→ **BRANO SELEZIONATO**
Fra gli imprenditori che hanno reso grande l’Italia nel mondo uno è senz’altro Riccardo Illy. Il nome Illy a livello globale si traduce in una sola miscela di caffè arabica 100% e in un inconfondibile barattolo cilindrico oggetto di design.
Nonno Francesco, di origine ungherese, arriva a Trieste dopo la Prima guerra mondiale, con un trascorso da soldato nell’esercito austro-ungarico. È lui l’inventore del caffè espresso e della pressurizzazione. Un visionario. Nel 1933 fonda la Illycaffè, oggi s.p.a. che esporta in oltre 140 paesi del mondo.
Riccardo Illy, triestino, entra in azienda nel 1977, crea il settore marketing, potenzia le vendite, aumenta il prezzo e con esso la percezione già alta della qualità del suo prodotto. Dopo quarant’anni nel board della Illycaffè, oggi è presidente del Polo del Gusto, la newco fondata a giugno del 2019 in cui la holding di famiglia Gruppo Illy (creata nel 2004) ha conferito le società Mastrojanni (boutique winery a Montalcino), Dammann Freres  (miscele esclusive di tè francese), Domori (cioccolato super premium), Agrimontana (confettura, frutta candita) e Fgel (Bonetti). Con una quota di partecipazione del 100%  in Mastrojanni e Domori, azienda piemontese che lo scorso anno ha acquisito il 100% della Prestat Ltd, società inglese produttrice di cioccolato premium e fornitore della Casa Reale.

→ **CONSEGNA 1**
Trascrivi dal brano su Riccardo Illy il passo che va da "Fra gli imprenditori" fino a "paesi del mondo." incluso.
→ **CONSEGNA 2**
In quale anno, secondo il brano su Riccardo Illy, nonno Francesco fonda la Illycaffè?

→ **DATI FORNITI**
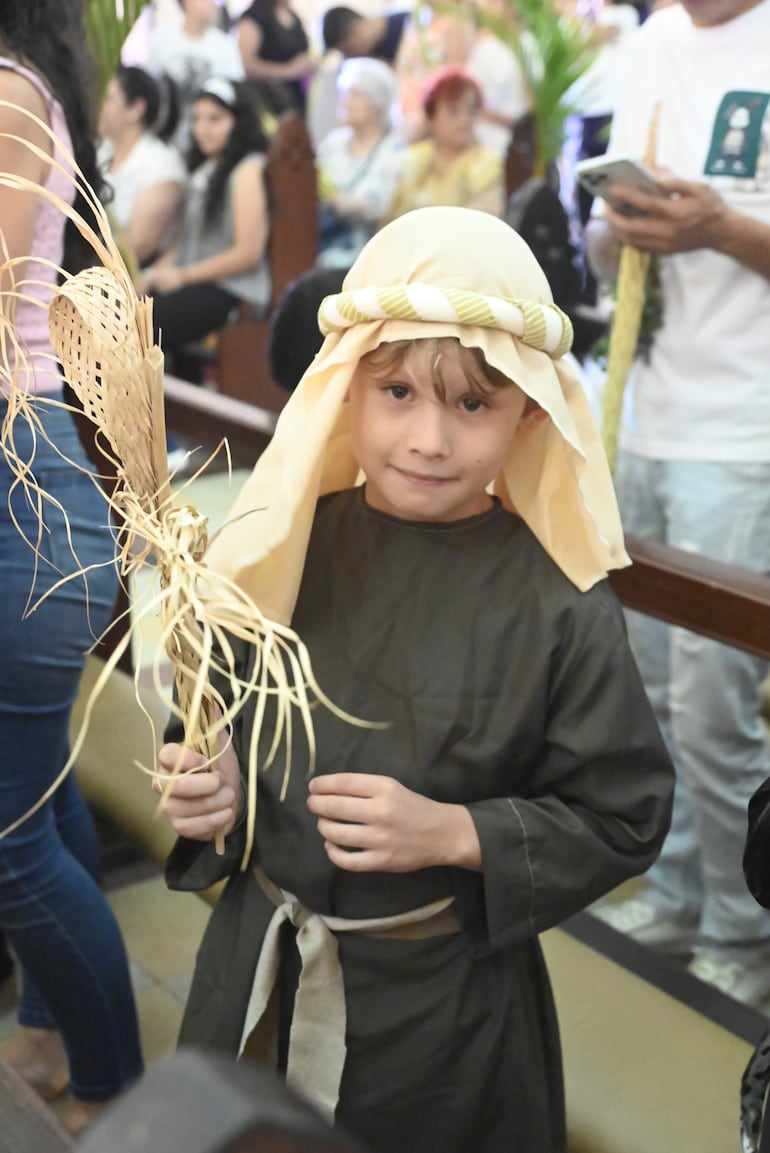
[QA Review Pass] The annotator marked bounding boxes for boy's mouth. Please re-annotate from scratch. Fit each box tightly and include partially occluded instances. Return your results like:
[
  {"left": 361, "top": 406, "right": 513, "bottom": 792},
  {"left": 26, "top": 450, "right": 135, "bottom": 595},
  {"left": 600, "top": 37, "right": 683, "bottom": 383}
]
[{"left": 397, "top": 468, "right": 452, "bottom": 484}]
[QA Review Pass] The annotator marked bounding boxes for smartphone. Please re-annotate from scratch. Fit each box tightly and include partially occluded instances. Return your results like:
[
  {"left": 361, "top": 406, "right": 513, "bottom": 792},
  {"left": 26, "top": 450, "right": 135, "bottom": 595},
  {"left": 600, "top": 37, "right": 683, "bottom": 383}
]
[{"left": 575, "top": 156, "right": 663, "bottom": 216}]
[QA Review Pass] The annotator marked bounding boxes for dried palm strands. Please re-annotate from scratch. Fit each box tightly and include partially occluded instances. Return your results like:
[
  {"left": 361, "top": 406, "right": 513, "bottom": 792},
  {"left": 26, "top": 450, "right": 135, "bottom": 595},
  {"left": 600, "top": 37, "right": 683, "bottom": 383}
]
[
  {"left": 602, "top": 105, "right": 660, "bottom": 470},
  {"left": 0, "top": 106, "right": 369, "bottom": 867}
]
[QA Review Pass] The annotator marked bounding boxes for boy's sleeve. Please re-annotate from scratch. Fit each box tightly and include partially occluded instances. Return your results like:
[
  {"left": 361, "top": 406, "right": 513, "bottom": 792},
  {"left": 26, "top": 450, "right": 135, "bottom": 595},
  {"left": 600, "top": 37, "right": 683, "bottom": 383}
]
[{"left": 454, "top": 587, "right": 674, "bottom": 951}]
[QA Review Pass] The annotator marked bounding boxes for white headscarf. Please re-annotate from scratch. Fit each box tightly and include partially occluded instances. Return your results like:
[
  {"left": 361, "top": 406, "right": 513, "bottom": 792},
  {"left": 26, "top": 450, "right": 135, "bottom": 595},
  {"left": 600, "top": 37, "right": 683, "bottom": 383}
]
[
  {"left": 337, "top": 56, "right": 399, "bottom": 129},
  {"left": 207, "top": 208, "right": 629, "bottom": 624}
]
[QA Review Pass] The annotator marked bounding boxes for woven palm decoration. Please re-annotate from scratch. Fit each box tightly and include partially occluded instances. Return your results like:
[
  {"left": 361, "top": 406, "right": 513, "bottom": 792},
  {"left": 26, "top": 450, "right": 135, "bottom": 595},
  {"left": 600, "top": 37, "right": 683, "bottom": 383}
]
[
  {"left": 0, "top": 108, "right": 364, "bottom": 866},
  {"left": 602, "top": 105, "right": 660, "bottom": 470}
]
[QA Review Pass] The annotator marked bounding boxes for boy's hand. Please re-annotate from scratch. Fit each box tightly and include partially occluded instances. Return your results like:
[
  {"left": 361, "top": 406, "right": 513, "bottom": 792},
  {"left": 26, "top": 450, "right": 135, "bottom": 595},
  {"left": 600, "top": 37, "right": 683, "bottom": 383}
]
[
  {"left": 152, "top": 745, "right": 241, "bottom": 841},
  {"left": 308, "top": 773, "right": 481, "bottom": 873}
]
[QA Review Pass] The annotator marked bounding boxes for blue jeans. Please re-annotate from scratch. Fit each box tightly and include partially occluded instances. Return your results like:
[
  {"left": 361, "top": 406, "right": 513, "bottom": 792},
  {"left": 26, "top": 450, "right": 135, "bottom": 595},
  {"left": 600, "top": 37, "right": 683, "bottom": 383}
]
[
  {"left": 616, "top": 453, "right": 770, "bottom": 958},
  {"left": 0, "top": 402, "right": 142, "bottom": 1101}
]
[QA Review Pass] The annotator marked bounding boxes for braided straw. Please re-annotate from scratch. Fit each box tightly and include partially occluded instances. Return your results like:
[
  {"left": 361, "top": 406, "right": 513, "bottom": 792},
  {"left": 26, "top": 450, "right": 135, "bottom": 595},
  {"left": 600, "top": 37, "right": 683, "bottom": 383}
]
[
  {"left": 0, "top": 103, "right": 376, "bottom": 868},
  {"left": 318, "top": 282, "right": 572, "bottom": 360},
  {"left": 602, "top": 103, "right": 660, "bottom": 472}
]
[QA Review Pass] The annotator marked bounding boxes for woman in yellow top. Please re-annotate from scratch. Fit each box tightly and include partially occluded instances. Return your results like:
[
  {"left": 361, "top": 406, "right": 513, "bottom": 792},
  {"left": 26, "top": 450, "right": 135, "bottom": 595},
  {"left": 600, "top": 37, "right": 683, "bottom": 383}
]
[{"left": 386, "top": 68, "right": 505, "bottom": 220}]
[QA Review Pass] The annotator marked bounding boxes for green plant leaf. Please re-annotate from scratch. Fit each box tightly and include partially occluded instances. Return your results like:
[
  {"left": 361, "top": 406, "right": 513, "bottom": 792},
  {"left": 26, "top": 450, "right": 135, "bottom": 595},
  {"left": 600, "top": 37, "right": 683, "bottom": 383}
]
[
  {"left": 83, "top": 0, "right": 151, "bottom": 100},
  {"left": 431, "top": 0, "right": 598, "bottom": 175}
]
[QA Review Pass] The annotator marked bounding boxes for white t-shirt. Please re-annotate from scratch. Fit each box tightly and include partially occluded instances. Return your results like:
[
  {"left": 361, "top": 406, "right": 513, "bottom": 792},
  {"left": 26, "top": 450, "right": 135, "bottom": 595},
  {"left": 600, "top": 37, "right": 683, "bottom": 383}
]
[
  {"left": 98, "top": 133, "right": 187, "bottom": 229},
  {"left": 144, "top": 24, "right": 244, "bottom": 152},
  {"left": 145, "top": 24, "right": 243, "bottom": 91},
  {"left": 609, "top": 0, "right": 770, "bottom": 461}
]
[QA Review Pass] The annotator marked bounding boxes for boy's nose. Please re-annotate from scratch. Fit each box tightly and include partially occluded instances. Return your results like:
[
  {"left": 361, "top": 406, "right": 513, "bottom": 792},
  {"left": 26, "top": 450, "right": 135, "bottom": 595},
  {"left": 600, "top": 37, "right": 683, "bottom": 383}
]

→ **RISULTATO 1**
Fra gli imprenditori che hanno reso grande l’Italia nel mondo uno è senz’altro Riccardo Illy. Il nome Illy a livello globale si traduce in una sola miscela di caffè arabica 100% e in un inconfondibile barattolo cilindrico oggetto di design.
Nonno Francesco, di origine ungherese, arriva a Trieste dopo la Prima guerra mondiale, con un trascorso da soldato nell’esercito austro-ungarico. È lui l’inventore del caffè espresso e della pressurizzazione. Un visionario. Nel 1933 fonda la Illycaffè, oggi s.p.a. che esporta in oltre 140 paesi del mondo.

→ **RISULTATO 2**
Nel 1933.